Materials provided —

* * *

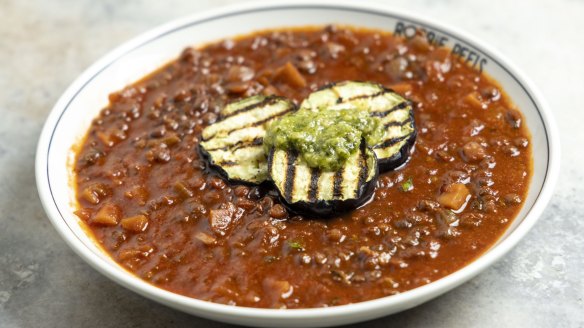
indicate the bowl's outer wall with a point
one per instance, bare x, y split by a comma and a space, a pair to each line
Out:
73, 114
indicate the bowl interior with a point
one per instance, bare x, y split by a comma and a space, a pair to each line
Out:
88, 95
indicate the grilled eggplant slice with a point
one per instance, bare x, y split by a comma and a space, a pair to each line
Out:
323, 193
234, 144
395, 112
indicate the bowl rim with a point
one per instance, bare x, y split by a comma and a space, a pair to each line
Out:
454, 279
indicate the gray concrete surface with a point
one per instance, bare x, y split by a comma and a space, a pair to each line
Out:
44, 45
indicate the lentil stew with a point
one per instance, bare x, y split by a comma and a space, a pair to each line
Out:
154, 204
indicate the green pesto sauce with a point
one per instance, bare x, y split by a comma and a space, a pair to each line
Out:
324, 138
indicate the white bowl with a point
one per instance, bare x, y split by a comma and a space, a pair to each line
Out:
72, 115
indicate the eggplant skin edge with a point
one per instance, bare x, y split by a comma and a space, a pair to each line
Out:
403, 155
329, 208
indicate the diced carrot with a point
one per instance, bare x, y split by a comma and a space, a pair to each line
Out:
454, 197
137, 223
108, 215
474, 99
402, 88
289, 74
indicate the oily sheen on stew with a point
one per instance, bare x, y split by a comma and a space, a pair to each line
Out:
162, 212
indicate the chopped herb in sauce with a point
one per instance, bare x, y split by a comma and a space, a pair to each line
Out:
295, 245
407, 185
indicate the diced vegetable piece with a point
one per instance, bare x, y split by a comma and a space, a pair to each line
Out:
234, 144
454, 197
137, 223
205, 238
108, 215
95, 193
290, 75
183, 189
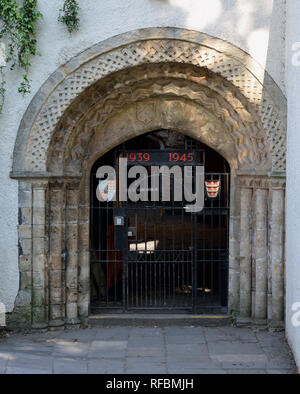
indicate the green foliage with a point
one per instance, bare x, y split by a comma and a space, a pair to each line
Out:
18, 23
69, 15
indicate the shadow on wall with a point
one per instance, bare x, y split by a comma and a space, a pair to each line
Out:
258, 30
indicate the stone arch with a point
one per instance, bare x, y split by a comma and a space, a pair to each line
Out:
126, 86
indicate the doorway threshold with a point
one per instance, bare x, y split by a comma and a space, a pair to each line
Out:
158, 320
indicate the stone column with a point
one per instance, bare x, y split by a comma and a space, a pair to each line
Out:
56, 251
72, 253
246, 254
22, 314
261, 256
277, 253
39, 303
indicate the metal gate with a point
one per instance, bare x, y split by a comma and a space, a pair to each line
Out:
154, 255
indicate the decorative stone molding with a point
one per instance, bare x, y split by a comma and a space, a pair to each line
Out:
224, 103
124, 87
149, 46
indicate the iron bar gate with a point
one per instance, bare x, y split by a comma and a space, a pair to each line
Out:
154, 256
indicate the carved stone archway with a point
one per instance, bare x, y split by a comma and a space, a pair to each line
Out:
126, 86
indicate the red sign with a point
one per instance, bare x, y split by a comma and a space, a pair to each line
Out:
212, 188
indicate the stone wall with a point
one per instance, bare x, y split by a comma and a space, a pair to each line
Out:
241, 22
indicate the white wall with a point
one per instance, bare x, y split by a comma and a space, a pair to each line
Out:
293, 177
254, 25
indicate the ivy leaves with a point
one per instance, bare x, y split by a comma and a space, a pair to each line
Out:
18, 29
69, 15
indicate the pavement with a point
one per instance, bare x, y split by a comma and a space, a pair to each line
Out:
146, 350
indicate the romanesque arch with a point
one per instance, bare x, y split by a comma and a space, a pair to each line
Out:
123, 87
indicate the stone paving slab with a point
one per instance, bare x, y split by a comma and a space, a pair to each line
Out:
146, 350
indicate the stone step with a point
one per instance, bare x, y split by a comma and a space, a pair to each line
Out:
158, 320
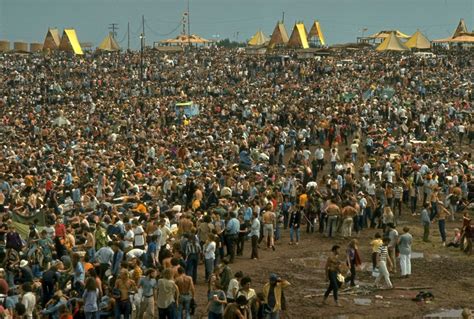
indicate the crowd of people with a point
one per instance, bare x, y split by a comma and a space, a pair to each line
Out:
112, 200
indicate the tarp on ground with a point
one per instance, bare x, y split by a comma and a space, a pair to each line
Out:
298, 37
24, 229
187, 108
279, 36
317, 33
418, 41
52, 40
70, 42
40, 218
392, 43
386, 33
109, 44
259, 38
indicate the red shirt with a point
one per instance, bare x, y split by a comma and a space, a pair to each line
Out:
49, 185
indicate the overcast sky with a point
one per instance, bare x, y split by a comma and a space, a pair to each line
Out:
341, 20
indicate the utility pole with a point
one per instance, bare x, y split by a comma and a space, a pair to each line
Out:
189, 23
128, 36
113, 27
142, 46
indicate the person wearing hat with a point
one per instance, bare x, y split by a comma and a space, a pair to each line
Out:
272, 293
238, 309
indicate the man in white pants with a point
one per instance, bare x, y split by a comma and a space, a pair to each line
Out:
382, 261
404, 245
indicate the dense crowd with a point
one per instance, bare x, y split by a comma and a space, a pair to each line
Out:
112, 199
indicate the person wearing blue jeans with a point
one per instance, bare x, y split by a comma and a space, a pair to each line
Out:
186, 294
442, 214
193, 249
332, 269
294, 223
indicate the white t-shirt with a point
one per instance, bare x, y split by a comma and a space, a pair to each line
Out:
128, 239
233, 285
135, 253
138, 234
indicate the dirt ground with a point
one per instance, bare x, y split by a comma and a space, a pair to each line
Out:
447, 272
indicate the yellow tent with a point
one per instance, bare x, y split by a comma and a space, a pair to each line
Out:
279, 36
70, 43
386, 33
418, 41
392, 43
298, 37
52, 40
317, 33
109, 44
258, 39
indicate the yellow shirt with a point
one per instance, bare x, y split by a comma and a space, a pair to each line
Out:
376, 243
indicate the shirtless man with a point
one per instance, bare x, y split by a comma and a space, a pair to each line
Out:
269, 224
333, 211
348, 214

* * *

Skip the pictures and transcribe the rest of the records exactly.

indicate the bowl's outer wall with a point
one per instance, bare x, y split by a comma and a space, a pair to each line
Out:
73, 114
indicate the bowl interior with a point
one per instance, bare x, y split by a comma and a space, a pair to each line
Out:
88, 95
indicate the grilled eggplant slice with a point
one per instance, bare x, y split by a comma and a space, a pair to each line
Out:
323, 193
234, 144
395, 112
indicate the bowl rim with a point
one per instance, bare x, y split by a comma and a space, a pair to each line
Out:
454, 279
indicate the gray concrete surface with a point
one per instance, bare x, y split by a comma and a space, a pair to each line
Out:
44, 45
indicate the lentil stew with a point
one per instance, bare x, y split by a comma and a space, a pair to each line
Out:
154, 204
indicate the green pesto sauce with a point
one per instance, bare x, y split by a comma and a space, a pair to each line
Out:
324, 138
indicate the white bowl with a point
one per instance, bare x, y split by a comma and a space, a pair to each line
Out:
72, 115
indicate the eggplant skin edge with a point
one per instance, bare x, y split by a comma and a space, a pair to each line
Out:
403, 155
329, 208
indicate the diced carrot with a point
one per instance, bare x, y split by a comma and a space, a pair to each line
Out:
454, 197
137, 223
108, 215
474, 99
402, 88
289, 74
indicate the oily sheen on stew with a point
one per instance, bare x, y split by a comma and a space, a pair to each line
Out:
162, 212
indicate the chopped herb in sauce with a point
one per instance, bare x, y split by a comma and a space, a pair to each line
Out:
295, 245
407, 185
indicate the diced vegetable piece with a point
one per instance, bare x, y split by a comma and a space, a pair to each line
Out:
234, 144
454, 197
137, 223
205, 238
108, 215
95, 193
290, 75
183, 189
indicate the green foliage with a point
one per instance, bare x, y split by a comma and a space, a pair to each line
Out:
18, 23
69, 15
indicate the shadow on wall with a point
one per instance, bare x, y split by a comma and a space, a pair to each line
Out:
258, 30
indicate the stone arch with a point
one per instance, bare x, y split by a comma and a space, a pair to each line
Out:
126, 86
indicate the doorway threshold with a point
one per instance, bare x, y split by a comma and a space, a pair to each line
Out:
158, 320
indicate the stone column with a point
one per instance, bare x, y split by a comma and a space, a pair to each line
Out:
56, 251
72, 253
246, 254
22, 314
261, 256
277, 253
39, 303
indicate the metal gate with a point
one per instance, bare x, y split by a comma and a space, a pair to each line
Out:
154, 255
indicate the decorative stone molding with a point
one per instance, bare x, y split by a comma and a space, a pair to each line
Out:
224, 103
124, 87
149, 46
indicate the iron bar gate with a point
one per instance, bare x, y split by a comma and a space, a pair to each line
Out:
154, 256
indicate the carved stone archway with a point
one per instance, bare x, y split by a comma and a space, a pair to each line
Out:
126, 86
indicate the red sign with a point
one per instance, bare x, y split by a comma and a space, a pair to each line
Out:
212, 188
indicate the stone wall with a point
one per instance, bare x, y split by a comma and a space, a pair to each line
Out:
241, 22
indicate the white wall with a point
one per instance, bare x, y split by a comma and a space, a pair to each line
Out:
293, 177
254, 25
indicate the ivy leaves with a point
one per instance, bare x, y split by a comma and a space, a pair to each line
Out:
18, 29
69, 15
indicate the pavement with a point
one per instance, bare x, y split by a comma and a space, a pair to each line
Out:
146, 350
indicate the romanesque arch with a point
one per instance, bare x, y split by a comma and a space, a pair to each line
Out:
123, 87
indicate the stone paving slab with a point
one per instance, bare x, y split by a comma and a space, a pair to each line
Out:
146, 350
indicate the stone step with a point
one per instance, bare x, y split by a comma and a space, a pair to each line
Out:
158, 320
indicate the crowd of people with a point
one per instance, bare x, y split by a comma and a space, a pair to each line
Out:
112, 200
indicate the tarp on ground with a point
one per instance, bare x, y split by a comma and a space, a pair to each line
Out:
298, 37
24, 229
187, 108
279, 36
317, 33
418, 41
52, 40
70, 42
40, 218
392, 43
386, 33
109, 44
259, 38
indicate the red shirt with a point
one per instance, bare x, y split by a comma and a space, a pair to each line
Out:
49, 185
indicate the overcast sky with a point
one per instance, bare x, y split by a comma and a space, a pair to each line
Out:
341, 20
indicate the utility pole with a point
one per instance, bare x, y split by a comma and a space, a pair to each line
Out:
189, 23
128, 36
113, 27
142, 46
indicate the person wearing hat with a point
one per instance, bare x, y split by a comma and a space, a pair to each line
Out:
272, 293
238, 309
indicate the man in white pants with a point
one per instance, bare x, y split by a comma and a space, a pair to each line
Out:
382, 261
404, 245
indicate the dense crowd with a point
one per instance, bare x, y split by a comma and a space, a pair to each line
Out:
112, 199
indicate the person wearing blue jeans with a point
one per instance, bare x, y split by a comma and a space, a pair to each line
Out:
186, 294
442, 214
193, 249
332, 269
294, 223
indicate the white t-shirt with a point
one per instance, bare x, y split by a comma and a space, a pair to each line
Out:
128, 239
233, 285
135, 253
138, 234
indicate the dirt ground with a point
one per instance, bare x, y split by a comma and a space, a pair to each line
Out:
447, 272
indicate the yellow tent with a point
one per instance, bare x, y split by a comma and a space, a pair to each line
Out:
279, 36
70, 43
386, 33
418, 41
392, 43
298, 37
52, 40
317, 33
109, 44
258, 39
indicate the yellow shirt with a point
one per instance, bare x, y split by a comma and a space, a pair to each line
Out:
376, 243
indicate the shirtless man with a point
one per instance, bare x, y split by a comma and a space, a pair to each line
Out:
269, 224
333, 211
348, 214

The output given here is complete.